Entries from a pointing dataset
○ ○ ○ ○

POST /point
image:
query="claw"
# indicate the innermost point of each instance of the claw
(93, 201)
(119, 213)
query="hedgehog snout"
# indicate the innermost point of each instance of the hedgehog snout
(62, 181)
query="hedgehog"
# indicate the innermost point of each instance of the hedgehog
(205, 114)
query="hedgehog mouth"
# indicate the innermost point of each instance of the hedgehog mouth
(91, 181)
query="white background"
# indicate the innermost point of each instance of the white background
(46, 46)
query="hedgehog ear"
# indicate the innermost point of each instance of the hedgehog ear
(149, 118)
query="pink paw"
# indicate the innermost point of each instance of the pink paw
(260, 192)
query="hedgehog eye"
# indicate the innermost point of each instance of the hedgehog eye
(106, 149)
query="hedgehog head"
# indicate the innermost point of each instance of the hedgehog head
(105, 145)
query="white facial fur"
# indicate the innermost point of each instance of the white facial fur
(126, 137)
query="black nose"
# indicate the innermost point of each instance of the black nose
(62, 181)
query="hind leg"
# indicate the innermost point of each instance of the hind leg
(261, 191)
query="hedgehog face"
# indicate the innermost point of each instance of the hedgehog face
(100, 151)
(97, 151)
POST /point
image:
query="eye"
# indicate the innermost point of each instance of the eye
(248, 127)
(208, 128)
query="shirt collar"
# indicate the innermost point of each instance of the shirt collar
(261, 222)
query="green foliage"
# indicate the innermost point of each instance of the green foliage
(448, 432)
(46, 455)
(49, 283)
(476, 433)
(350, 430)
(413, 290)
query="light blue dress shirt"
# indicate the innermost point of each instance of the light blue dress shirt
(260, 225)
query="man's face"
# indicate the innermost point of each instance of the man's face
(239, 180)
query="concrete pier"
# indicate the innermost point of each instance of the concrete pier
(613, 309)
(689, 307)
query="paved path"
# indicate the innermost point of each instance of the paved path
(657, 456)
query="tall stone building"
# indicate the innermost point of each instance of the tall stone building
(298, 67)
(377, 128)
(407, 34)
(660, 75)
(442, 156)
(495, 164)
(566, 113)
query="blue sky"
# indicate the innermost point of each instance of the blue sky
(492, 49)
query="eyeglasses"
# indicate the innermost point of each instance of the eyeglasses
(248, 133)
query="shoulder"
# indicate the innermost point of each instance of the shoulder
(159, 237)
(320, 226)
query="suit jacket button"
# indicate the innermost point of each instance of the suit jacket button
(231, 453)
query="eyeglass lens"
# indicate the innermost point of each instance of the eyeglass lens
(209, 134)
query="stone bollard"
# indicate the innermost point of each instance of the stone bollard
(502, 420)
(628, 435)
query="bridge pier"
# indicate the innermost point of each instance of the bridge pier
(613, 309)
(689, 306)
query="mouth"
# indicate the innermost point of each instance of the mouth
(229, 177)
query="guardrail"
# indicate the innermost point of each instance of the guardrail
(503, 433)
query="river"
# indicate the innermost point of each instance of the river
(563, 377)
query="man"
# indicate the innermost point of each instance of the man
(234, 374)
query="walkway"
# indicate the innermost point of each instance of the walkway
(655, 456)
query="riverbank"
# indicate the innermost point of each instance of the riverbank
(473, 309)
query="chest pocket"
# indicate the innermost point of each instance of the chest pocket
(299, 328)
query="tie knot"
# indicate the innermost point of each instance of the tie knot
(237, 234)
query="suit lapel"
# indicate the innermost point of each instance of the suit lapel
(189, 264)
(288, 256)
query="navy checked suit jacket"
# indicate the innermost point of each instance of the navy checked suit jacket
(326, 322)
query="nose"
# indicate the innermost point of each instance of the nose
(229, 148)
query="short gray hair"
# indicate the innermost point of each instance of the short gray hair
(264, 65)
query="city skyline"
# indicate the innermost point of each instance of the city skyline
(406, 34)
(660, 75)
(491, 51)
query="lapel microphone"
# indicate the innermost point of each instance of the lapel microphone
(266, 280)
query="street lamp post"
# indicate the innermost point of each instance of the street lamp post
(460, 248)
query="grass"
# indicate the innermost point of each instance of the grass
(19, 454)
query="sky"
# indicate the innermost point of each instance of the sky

○ ○ ○ ○

Repeat the records above exactly, from the first line to the last.

# OUTPUT
POST /point
image:
query="claw"
# indicate the innermost point of each instance of the claw
(93, 201)
(119, 213)
query="hedgehog snout"
# indicate the innermost point of each instance of the hedgehog snout
(62, 181)
query="hedgehog"
# indicate the innermost point of each instance of the hedgehog
(205, 114)
query="hedgehog mouth"
# indicate the innermost point of each instance of the hedgehog mouth
(91, 181)
query="white background"
# indicate the innermost point of each instance of the white background
(46, 46)
query="hedgehog ear"
# indicate the innermost point of each instance of the hedgehog ear
(149, 118)
query="pink paw"
# indicate the innermost point of each instance of the pink paw
(260, 192)
query="hedgehog eye"
# indicate the innermost point of each instance of the hedgehog eye
(106, 149)
query="hedgehog head"
# indicate the innermost point of each instance of the hedgehog head
(105, 145)
query="white facial fur"
# indicate the innermost point of each instance of the white facial fur
(126, 137)
query="black nose"
# indicate the innermost point of each instance of the black nose
(62, 181)
query="hind leg"
# indicate the innermost point of each instance of the hind leg
(261, 191)
query="hedgehog face"
# indicate the innermost point of each instance of the hedgehog face
(100, 151)
(97, 151)
POST /point
image:
query="eye"
# indicate the innermost point of each instance of the eye
(248, 127)
(208, 128)
query="shirt collar"
# indicate the innermost point of each instance of the shirt collar
(261, 222)
query="green foliage"
# indicate the innermost point of each instance of the green foliage
(448, 432)
(46, 455)
(49, 283)
(476, 433)
(350, 430)
(413, 290)
query="light blue dress shirt"
# indicate the innermost point of each instance of the light blue dress shirt
(260, 225)
query="man's face"
# indicate the innermost point of each instance of the man's face
(239, 180)
query="concrete pier"
# indicate the innermost point of each instance of the concrete pier
(613, 309)
(689, 307)
query="paved path"
# indicate the innermost point of each instance of the paved path
(657, 456)
query="tall stone building"
# indicate the innermost point of each instance of the tall stone building
(298, 67)
(377, 128)
(407, 34)
(660, 75)
(442, 156)
(495, 164)
(566, 113)
query="blue sky"
# indicate the innermost point of each instance of the blue sky
(492, 49)
query="eyeglasses"
# indicate the innermost point of each instance of the eyeglasses
(248, 133)
query="shoulder"
# indicate the innermost point of each instance of the shoulder
(159, 237)
(320, 226)
query="suit jacket button"
# indicate the innermost point of each instance of the suit jacket button
(231, 453)
query="eyeglass lens"
# indicate the innermost point of each instance of the eyeglass lens
(209, 134)
query="stone bollard"
# indicate the innermost point of each instance of the stone bollard
(502, 420)
(628, 435)
query="bridge pier"
# indicate the innermost point of each instance of the bridge pier
(613, 309)
(689, 306)
query="mouth"
# indicate the innermost point of each instance of the mouth
(229, 177)
query="guardrail"
# indicate the innermost point of each instance of the guardrail
(503, 433)
query="river"
# indicate the innermost point of each instance of the river
(563, 377)
query="man"
# indicate the innermost point of each instance of the man
(234, 374)
query="walkway"
# indicate the innermost point of each instance of the walkway
(655, 456)
query="riverbank"
# indicate the innermost point of each instance of the riverbank
(473, 309)
query="chest pocket"
# indicate the innermost point of each instance of the chest pocket
(299, 328)
query="tie knot"
# indicate the innermost point of each instance of the tie knot
(237, 234)
query="suit lapel"
# indicate the innermost point of each instance of the suit lapel
(189, 264)
(288, 256)
query="navy checked suit jacket"
# indicate the innermost point of each instance of the navy checked suit jacket
(326, 322)
query="nose"
# indicate the innermost point of each instance of the nose
(229, 148)
query="short gray hair"
# indicate the innermost point of each instance of the short gray hair
(264, 65)
query="city skyline"
# indicate the innermost point of each instance of the city skyline
(406, 34)
(660, 75)
(491, 51)
query="lapel microphone"
# indicate the innermost point of each instance of the lapel microphone
(266, 280)
query="street lamp post"
# indicate the innermost point of each instance of the street lamp post
(460, 248)
query="grass"
# indicate the innermost point of each instance of the grass
(19, 454)
query="sky"
# indicate the innermost point of each instance of the sky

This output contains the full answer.